● **DIRECTIONS FOR THIS TASK**:
The answer is the line with "Drop a point on every instance of the red face" and every line after it to the end of the listing, retyped exactly. Pictures do not belong in it.

(Point labeling examples)
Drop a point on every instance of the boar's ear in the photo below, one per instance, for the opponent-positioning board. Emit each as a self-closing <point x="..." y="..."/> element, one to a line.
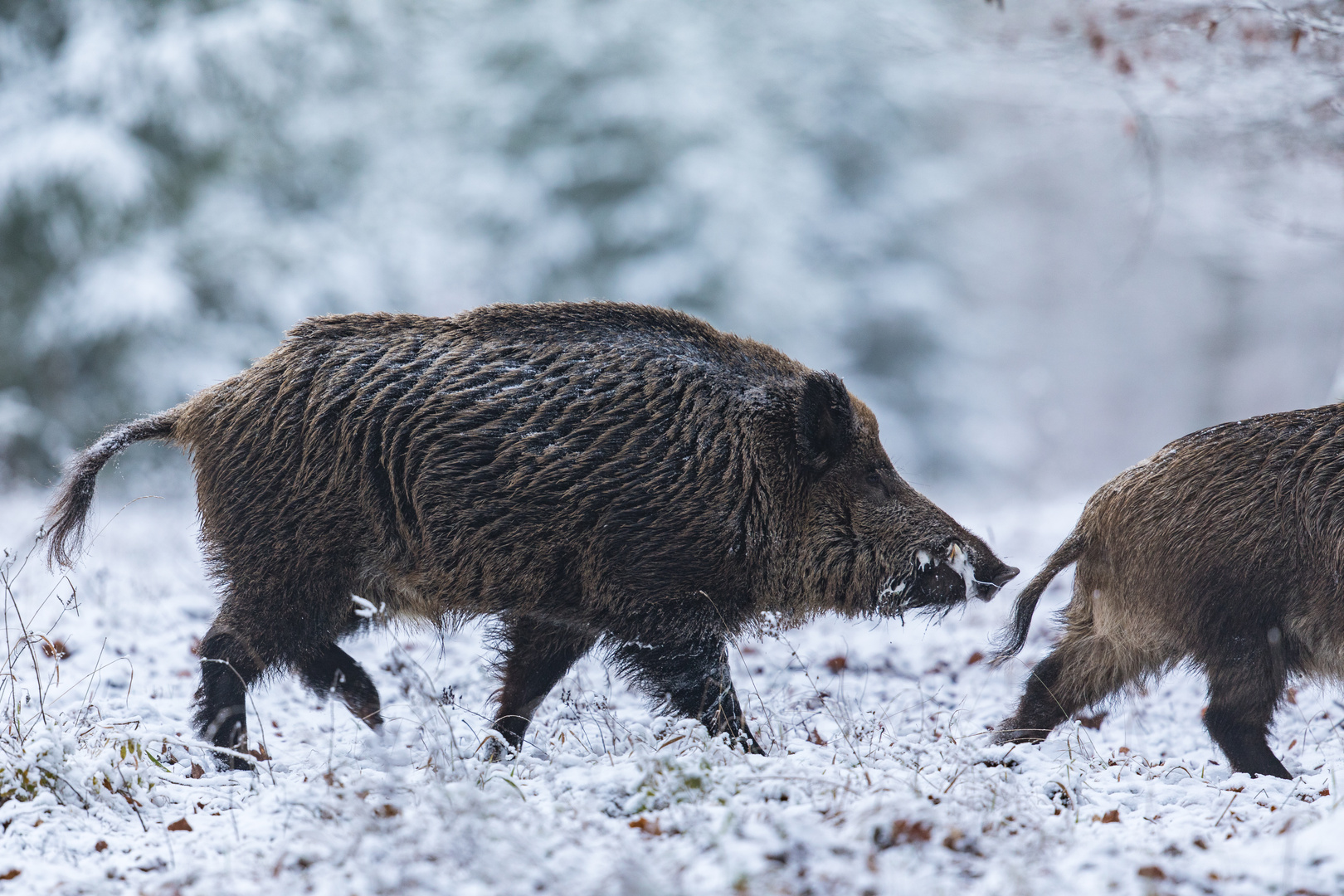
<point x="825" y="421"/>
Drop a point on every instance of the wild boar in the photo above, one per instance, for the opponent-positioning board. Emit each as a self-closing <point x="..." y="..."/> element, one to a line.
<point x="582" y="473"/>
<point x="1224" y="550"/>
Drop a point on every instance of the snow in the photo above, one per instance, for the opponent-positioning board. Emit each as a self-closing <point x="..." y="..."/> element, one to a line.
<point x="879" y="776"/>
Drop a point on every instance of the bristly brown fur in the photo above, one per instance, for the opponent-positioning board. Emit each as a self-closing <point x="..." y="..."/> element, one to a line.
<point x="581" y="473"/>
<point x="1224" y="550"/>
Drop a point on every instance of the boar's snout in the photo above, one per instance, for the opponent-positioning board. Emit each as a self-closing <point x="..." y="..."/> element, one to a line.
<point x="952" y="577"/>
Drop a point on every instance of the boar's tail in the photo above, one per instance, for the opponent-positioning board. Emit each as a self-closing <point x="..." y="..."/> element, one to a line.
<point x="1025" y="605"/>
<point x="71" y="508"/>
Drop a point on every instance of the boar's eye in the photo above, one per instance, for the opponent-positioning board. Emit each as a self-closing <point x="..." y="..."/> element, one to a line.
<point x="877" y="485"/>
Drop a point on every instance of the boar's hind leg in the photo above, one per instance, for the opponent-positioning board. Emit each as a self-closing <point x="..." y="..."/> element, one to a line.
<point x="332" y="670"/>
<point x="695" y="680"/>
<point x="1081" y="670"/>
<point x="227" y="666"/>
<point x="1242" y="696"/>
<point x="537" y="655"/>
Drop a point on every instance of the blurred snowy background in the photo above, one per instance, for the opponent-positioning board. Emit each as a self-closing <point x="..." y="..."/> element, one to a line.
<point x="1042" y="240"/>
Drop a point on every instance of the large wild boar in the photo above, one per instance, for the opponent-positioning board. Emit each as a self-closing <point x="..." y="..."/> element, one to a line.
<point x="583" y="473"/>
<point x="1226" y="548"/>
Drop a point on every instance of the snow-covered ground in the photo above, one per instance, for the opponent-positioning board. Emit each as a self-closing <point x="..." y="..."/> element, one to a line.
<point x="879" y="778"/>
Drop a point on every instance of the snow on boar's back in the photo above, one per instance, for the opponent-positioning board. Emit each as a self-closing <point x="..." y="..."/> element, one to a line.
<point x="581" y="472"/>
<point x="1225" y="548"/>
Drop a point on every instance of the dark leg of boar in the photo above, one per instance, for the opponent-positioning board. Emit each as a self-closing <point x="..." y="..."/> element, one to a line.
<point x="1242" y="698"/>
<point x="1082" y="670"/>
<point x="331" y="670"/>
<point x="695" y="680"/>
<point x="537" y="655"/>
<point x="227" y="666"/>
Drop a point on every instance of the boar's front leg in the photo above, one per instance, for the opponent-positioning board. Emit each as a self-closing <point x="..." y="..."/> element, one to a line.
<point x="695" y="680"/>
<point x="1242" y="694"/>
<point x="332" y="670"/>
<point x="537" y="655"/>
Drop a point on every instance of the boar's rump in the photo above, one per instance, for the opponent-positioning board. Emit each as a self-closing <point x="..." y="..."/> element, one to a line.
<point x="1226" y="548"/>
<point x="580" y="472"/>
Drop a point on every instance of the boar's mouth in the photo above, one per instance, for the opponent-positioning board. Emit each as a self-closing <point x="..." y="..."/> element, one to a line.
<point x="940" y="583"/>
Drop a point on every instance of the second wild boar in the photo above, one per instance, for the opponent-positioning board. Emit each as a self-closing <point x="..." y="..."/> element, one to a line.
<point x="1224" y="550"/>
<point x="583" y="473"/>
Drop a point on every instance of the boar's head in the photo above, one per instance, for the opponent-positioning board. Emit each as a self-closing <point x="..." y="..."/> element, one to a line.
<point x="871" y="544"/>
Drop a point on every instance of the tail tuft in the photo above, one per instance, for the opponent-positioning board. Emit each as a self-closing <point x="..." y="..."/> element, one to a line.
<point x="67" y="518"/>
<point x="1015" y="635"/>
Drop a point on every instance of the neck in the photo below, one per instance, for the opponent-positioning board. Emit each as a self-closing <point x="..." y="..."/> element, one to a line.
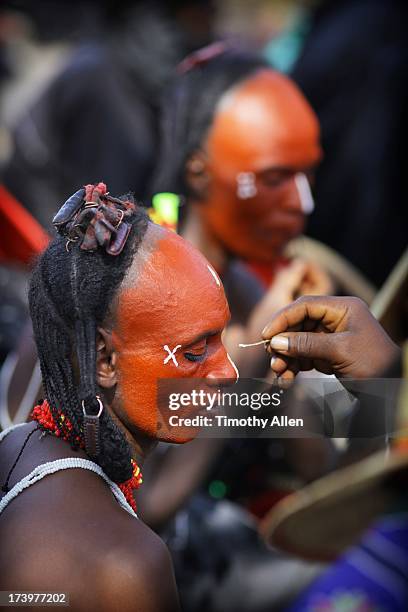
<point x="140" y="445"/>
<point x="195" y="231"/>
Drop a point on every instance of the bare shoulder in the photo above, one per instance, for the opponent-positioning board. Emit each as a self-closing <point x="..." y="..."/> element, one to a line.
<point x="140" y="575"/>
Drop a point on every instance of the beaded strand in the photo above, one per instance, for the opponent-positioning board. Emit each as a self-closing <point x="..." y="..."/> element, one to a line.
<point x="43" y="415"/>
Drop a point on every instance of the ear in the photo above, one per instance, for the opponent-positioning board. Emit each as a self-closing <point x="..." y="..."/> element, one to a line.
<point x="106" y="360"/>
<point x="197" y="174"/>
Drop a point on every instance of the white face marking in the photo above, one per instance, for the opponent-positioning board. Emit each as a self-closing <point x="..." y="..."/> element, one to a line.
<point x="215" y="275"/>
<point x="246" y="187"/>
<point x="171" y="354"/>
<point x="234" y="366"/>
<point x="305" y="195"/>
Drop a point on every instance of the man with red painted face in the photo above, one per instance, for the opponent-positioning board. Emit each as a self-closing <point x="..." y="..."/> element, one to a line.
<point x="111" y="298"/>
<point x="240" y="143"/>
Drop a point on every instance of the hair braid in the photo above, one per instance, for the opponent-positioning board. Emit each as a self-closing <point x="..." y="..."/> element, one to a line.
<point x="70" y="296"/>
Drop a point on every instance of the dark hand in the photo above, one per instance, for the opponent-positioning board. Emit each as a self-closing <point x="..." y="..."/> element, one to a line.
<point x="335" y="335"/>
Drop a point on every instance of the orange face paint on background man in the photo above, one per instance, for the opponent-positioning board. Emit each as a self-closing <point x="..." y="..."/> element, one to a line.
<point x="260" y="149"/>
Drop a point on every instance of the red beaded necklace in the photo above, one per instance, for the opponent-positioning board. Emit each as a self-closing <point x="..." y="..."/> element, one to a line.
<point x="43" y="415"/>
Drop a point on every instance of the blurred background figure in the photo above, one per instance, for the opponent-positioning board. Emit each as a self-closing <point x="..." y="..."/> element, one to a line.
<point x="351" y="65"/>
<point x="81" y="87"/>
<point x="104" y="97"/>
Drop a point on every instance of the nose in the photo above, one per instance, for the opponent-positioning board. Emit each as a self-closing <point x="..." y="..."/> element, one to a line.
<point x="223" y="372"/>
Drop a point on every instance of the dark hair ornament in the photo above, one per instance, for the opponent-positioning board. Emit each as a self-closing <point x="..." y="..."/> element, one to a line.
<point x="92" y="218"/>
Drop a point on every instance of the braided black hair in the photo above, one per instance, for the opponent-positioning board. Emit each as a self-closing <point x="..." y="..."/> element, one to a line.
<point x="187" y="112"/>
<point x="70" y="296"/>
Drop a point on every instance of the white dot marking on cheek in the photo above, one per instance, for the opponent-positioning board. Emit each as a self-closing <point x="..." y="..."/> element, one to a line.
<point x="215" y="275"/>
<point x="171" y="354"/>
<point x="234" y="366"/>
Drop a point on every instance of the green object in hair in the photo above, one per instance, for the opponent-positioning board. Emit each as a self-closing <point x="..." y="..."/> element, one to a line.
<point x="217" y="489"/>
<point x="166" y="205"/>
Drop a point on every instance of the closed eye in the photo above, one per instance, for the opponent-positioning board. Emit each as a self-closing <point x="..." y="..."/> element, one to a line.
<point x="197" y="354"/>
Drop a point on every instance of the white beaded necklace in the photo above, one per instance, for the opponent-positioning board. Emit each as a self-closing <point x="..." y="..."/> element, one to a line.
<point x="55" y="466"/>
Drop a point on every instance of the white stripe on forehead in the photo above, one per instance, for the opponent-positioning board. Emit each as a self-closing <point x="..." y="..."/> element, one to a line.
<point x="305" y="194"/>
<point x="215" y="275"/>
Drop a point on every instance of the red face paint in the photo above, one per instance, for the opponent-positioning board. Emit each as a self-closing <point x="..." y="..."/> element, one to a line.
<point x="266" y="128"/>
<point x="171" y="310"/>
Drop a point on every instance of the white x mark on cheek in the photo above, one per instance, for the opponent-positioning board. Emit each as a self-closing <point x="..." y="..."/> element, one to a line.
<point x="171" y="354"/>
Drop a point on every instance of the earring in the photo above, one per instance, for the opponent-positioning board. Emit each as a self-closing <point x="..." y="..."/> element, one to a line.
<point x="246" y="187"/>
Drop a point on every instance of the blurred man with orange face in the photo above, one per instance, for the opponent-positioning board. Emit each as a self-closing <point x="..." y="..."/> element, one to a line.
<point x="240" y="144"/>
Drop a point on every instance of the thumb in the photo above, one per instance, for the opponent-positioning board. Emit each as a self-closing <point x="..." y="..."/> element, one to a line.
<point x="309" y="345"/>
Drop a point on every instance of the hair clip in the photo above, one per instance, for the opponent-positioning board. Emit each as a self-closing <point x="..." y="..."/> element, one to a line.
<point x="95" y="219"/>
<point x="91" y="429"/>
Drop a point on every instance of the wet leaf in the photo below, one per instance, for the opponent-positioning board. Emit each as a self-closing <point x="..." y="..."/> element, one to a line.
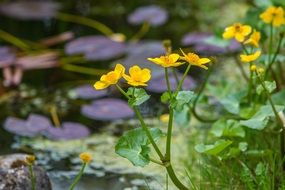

● **EXERCISE RESULT**:
Drop a point on every instance of the red face paint in the photo above, one per instance, for the opponent-positioning board. Emit each as a self-closing <point x="..." y="..."/> element, one to a line.
<point x="266" y="128"/>
<point x="171" y="310"/>
Drop a point on every instance of the white x mark on cheek in the photo above, one per instance, for the opponent-positioning board. Emit each as a self-closing <point x="..." y="..."/> element, one to a line.
<point x="171" y="354"/>
Drop a point on every instance of the earring in the photo above, one per instance, for the opponent-positioning board. Emit each as a self-closing <point x="..." y="..."/> element, one to a line.
<point x="246" y="187"/>
Drop a point on every instance of the blurred man with orange face in the photo above, one per instance, for the opponent-positioning board. Emit each as a self-closing <point x="..." y="..."/> element, one to a line.
<point x="240" y="144"/>
Drop a point on every instance of the thumb in the photo above, one per instance, for the opponent-positioning board. Emit each as a self-closing <point x="..." y="..."/> element, one to a line.
<point x="309" y="345"/>
Drop a point on every instance of the hair clip in the photo above, one per instance, for the opponent-positioning board. Emit each as a self-closing <point x="..." y="..."/> element, one to a line.
<point x="95" y="219"/>
<point x="91" y="429"/>
Drop a point on every instance of the wet leaf in the photo below, one per instance, for the opponent-positioning board. Emit each as a self-closing <point x="..." y="..."/> element, one to a line.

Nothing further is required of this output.